[Passage Boundary: Start]

Artificial Intelligence

   

AI

If you don’t know much about Artificial Intelligence, can I urge you to look into it? In his book, Humanity’s Last Stand, Nicanor Perlas has observed the forward march of this technology for many years from the inside. He can see that the march is becoming a sprint, which has motivated him to bring this to our attention.

He awakened to the importance of immersing himself in the topic when he increasingly heard those around describe human beings “as simply being ‘complex biological machines’.”

Nicanor echoes the words of Albert Einstein who was speaking about the unleashed power of the atom, “Our world faces a crisis as yet unperceived by those possessing power to make great decisions for good and evil.”

He calls us to put all our “heads and hearts together” to create alternatives to the “negative or extreme version of AI”.
The first 30 pages of his book paints a grim apocalyptic picture of our world and its inhabitants – us! If we are worried about identity theft and hesitate to use the internet because of this, that is the least of your worries. “After only one minute of recording, AI can now imitate a person’s voice and impersonate that person forever.” Have a look on YouTube for the fake Obama. Then, “In 2017, Facebook shut down its AI because it started to communicate with other AIs, in a language that its human creators can no longer understand.” This is software creating software!

If we fear AI’s inevitability of itself becoming self-aware, is this in direct proportion to our own declining self-awareness? And I’m not speaking of a spiritual self-awareness, but a practical one. I’ll give you an example: We are all aware that our current political system is failing us on many levels. Are we aware as to why it is failing us? Or are we only aware to the extent where we can comfortably and self-satisfyingly point blame?

If you were to apply the practical limitations of AI to collate and assess the root cause of our political problems and subtract all emotional issues that have to do with blame, would the AI algorithm locate that the original reason for our political problems is in the system of funding campaigns? If the cause and effect of decision-making is influenced by special interest money than only the problems affecting the special interests will be solved, creating the polarization of false promises with narrow outcomes.

AI will create massive job loss, and soon – the prediction is currently at 5 years but as with all these predictions, unfortunately they happen soon than expected. Universal Basic Income may be a solution but can leave people without a purpose in life.

Nicanor puts forward a very convincing case when he says that humanity has never had this level of freedom, this is a decisive moment in human history with no antecedent.

Is freedom humanity’s greatest delusion? Social philosopher Guy deBard suggests in his thoughts on spectacle that with every advance in minimizing human labor and suffering, humanity lulls itself into a deeper sleep, ignoring the lot of humanity that does not benefit from the spectacle. This dream simultaneously leeches possibility and fear of waking up from the dream of possibility, possibility remain just a dream and practicality the nightmare.

[Passage Boundary: End]

## Problem 1
Copy the portion of the Artificial Intelligence piece between "AI will create" and "practicality the nightmare.", inclusive.
## Problem 2
Proceed with the piece on Artificial Intelligence, writing on from its final sentence.
These entries have no connection to the piece on Artificial Intelligence.

[Data provided Boundary: Start]

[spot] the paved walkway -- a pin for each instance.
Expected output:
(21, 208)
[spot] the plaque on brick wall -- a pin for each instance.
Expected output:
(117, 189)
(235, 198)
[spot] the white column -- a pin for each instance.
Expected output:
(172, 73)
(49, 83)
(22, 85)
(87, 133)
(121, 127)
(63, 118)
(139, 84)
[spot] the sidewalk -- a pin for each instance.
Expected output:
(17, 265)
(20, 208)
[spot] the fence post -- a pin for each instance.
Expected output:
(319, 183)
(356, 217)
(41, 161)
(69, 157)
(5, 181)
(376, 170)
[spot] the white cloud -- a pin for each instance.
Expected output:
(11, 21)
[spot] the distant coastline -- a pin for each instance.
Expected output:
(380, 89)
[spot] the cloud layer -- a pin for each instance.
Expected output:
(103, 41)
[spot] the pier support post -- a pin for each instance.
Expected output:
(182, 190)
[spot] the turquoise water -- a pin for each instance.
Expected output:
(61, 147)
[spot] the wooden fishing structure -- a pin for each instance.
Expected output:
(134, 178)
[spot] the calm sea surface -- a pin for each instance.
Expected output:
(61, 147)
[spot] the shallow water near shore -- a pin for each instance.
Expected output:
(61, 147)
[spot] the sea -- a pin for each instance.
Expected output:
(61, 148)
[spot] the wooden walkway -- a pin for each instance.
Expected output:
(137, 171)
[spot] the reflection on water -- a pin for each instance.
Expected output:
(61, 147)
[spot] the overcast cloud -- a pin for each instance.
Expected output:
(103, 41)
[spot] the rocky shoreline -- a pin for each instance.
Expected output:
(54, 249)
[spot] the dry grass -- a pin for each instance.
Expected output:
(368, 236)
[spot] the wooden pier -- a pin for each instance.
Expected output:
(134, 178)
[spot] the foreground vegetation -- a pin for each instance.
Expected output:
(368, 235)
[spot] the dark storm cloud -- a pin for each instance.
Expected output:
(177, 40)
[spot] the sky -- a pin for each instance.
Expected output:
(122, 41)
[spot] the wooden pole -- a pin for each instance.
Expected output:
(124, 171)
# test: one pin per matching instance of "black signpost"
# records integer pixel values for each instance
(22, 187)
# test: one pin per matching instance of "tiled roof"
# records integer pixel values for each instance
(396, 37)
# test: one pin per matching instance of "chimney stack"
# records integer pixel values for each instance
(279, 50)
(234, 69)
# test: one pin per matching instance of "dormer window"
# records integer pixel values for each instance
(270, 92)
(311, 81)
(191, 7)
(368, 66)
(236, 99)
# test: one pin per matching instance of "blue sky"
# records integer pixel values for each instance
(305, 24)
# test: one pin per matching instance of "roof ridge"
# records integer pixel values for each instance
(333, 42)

[Data provided Boundary: End]

## Response 1
AI will create massive job loss, and soon – the prediction is currently at 5 years but as with all these predictions, unfortunately they happen soon than expected. Universal Basic Income may be a solution but can leave people without a purpose in life.

Nicanor puts forward a very convincing case when he says that humanity has never had this level of freedom, this is a decisive moment in human history with no antecedent.

Is freedom humanity’s greatest delusion? Social philosopher Guy deBard suggests in his thoughts on spectacle that with every advance in minimizing human labor and suffering, humanity lulls itself into a deeper sleep, ignoring the lot of humanity that does not benefit from the spectacle. This dream simultaneously leeches possibility and fear of waking up from the dream of possibility, possibility remain just a dream and practicality the nightmare.

## Response 2
Nicanor frames his deep connection with, and understanding of, AI with his lifelong study of Anthroposophy, the Spiritual Science developed by Rudolf Steiner in the early 1900s. At the core of this work is the idea that human beings have two personas. One is the ‘constructed self’ developed through the environment in which they grow up and live in. The other is the ‘true self’ a higher, purer identity through which we all have the choice to express ourselves in freedom. He admits that this is a work in progress but now more than ever before we are called to become aware of it. Only if we do will be able to use AI for higher purposes, otherwise it will travel down the ‘human beings are nothing more than complex biological machines’ road.

In reality, human qualities leave AI behind as Nicanor convincingly explains. It became clear to me that, in fact, AI is challenging human beings to become aware of whom they truly are. Through our True Self we are much more capable than any AI could ever be. It is the sense of self and the full capability of human thinking that enables true human freedom and sets us apart from AI.

“Part of the preparation is to also understand the nature and mission of Evil. We cannot transform something that we do not understand.” In my personal study of Rudolf Steiner’s work I have come to understand that evil is necessary, in our awareness of it’s activity we have the impetus to rise above its seduction. At its core, AI seeks to substitute the human being and make it irrelevant. While this is truly misguided, the only way we can ‘convince’ AI is to use for the benefit of mankind.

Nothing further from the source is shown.